There is a consistency here in Fanon, one that, for all my criticisms, I respect and love. He takes his eschewing of the logic (and labor) of reactivation – Négritude, in a word – seriously and draws the most consistent and radical conclusion. But, like Césaire’s version of Négritude, one is still left with my question: is the Caribbean only a landscape of death and abjection? Or has that landscape produced important forms of life that resist, subsist, and chart a very different future that does not need breaks and radical sense of the new, but instead something more like a saying yes to having said yes?
If we start with the postcolonial in light of a more complex, less total account of colonialism – one that does not see colonialism as a total project, but instead one broken apart by resistance, survival, and the pleasures of life and expression that aren’t destroyed by even the worst of sustained, multi-century violence, then decolonization takes on a different tenor and method. Death and life might not be the antonyms Fanon thinks. If they are not, then decolonization means not just purging the alienations of colonial institutions and habits, but it also, and perhaps foremost, means the reinterpretation, revaluation, and elevation of vernacular cultural forms in order to, as Glissant puts it in the opening pages of Poetics of Relation, “remember the boats” and reckon with the beauty of the shoreline.

* ENTRIES SHOWN:
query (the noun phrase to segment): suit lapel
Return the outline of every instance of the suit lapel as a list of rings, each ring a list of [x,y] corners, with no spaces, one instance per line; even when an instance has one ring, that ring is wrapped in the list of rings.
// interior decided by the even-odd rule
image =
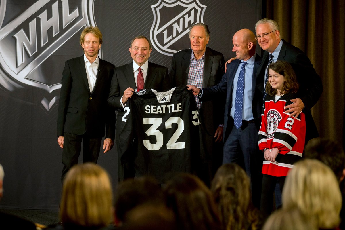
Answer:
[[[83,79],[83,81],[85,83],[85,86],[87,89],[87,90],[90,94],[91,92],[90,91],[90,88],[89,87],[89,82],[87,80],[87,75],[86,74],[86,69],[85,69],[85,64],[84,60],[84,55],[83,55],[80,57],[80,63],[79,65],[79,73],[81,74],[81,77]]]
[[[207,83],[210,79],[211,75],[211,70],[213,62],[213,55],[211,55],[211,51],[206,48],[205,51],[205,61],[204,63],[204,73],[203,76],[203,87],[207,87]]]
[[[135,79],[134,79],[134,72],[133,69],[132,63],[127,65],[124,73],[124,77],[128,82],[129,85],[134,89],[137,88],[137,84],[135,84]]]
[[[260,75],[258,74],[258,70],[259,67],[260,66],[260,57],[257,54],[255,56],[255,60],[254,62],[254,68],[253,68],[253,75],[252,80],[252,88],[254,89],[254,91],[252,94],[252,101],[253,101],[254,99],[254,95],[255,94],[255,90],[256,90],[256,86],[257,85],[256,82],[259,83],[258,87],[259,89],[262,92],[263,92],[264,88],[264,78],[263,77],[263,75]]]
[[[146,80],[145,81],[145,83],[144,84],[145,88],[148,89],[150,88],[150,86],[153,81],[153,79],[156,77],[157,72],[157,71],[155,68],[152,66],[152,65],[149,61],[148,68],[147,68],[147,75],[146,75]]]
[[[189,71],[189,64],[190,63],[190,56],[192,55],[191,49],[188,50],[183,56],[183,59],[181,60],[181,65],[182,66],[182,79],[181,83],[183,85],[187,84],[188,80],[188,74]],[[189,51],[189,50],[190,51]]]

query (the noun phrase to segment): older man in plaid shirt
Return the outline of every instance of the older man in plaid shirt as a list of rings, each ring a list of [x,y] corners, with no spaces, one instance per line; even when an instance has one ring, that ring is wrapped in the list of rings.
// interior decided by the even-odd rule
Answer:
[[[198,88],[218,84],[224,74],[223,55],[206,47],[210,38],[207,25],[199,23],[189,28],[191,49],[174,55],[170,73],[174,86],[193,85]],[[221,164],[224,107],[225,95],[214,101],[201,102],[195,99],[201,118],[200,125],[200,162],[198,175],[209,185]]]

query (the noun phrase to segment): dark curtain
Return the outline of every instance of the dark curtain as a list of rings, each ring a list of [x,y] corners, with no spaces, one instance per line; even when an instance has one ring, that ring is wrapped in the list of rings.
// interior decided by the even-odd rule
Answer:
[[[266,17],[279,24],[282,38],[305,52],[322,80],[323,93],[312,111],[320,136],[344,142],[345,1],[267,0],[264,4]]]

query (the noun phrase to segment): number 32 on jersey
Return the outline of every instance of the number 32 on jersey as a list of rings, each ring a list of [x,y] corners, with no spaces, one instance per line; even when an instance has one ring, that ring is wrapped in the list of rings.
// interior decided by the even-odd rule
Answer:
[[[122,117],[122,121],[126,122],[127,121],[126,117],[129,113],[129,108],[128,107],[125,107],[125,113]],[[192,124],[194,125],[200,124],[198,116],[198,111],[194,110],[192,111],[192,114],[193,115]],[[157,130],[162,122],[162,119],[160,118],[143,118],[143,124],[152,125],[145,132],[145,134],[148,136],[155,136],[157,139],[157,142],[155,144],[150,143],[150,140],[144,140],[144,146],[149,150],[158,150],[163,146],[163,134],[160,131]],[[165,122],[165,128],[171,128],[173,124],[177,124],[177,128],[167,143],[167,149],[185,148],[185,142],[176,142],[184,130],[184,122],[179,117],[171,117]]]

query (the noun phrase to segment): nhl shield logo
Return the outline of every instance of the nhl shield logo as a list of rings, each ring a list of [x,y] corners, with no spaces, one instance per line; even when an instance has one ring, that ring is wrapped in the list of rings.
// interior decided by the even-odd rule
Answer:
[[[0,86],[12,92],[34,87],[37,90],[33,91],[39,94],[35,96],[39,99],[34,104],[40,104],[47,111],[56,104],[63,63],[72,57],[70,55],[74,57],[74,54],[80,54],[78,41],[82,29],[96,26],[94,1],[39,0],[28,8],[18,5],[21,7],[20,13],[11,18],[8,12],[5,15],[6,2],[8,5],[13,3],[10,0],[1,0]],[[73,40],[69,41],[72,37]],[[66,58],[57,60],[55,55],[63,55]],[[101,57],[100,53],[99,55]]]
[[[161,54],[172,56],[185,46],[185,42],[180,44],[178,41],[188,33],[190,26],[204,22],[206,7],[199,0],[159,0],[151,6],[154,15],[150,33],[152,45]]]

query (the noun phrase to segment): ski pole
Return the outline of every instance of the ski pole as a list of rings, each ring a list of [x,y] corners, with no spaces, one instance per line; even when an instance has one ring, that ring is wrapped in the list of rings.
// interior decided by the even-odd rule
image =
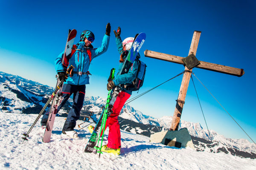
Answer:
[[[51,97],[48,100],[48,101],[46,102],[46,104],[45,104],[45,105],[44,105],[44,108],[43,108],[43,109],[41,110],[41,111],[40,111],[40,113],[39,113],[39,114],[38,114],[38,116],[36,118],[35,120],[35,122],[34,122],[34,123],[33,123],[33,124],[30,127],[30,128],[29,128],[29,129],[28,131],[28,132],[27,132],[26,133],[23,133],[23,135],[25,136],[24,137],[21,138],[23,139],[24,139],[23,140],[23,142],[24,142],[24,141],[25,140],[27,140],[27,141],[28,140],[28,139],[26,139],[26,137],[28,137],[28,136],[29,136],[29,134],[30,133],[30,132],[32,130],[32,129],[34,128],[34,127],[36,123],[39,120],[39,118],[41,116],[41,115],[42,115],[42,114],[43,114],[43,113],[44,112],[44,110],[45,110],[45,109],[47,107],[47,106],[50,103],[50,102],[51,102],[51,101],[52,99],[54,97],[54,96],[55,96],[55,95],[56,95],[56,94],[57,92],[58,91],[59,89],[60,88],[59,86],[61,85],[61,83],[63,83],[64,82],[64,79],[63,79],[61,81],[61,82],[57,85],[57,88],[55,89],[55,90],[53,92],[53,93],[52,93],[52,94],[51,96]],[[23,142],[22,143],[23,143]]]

* QUESTIONS:
1. Copy the part of the Fanon passage between "There is a consistency" and "having said yes?", inclusive.
2. In the Fanon passage, which work by Glissant does the phrase "remember the boats" come from?
3. Continue the Fanon passage from its final sentence.

* ANSWER SECTION:
1.
There is a consistency here in Fanon, one that, for all my criticisms, I respect and love. He takes his eschewing of the logic (and labor) of reactivation – Négritude, in a word – seriously and draws the most consistent and radical conclusion. But, like Césaire’s version of Négritude, one is still left with my question: is the Caribbean only a landscape of death and abjection? Or has that landscape produced important forms of life that resist, subsist, and chart a very different future that does not need breaks and radical sense of the new, but instead something more like a saying yes to having said yes?

2. It comes from the opening pages of Glissant's Poetics of Relation.

3.
animalizard
Excellent, truly. But I’m wondering if, instead of process as driven by linear causation, and the search for viable ‘historical immunity’ against colonization, Fanon was also hinting at colonization as part of more cyclical historical process? Granted, we historians mostly consider ourselves linear thinkers now, but what if Fanon did not? Les Damnés would seem to suggest otherwise.
But I’m really enjoying your work here…you are very sympathetic to the thinkers you historicize.
John
Cyclical is interesting, as it might be a frame we could use for thinking about the function of the term “Manichean” in The Wretched of the Earth. The Manichean form of thinking repeats itself, for sure, in the postcolonial moment; I’m thinking particularly of his critique of African nationalism that rallies around the distinction between the Arab north and sub-Saharan black Africa.
Thanks for that comment. Thinking it over now.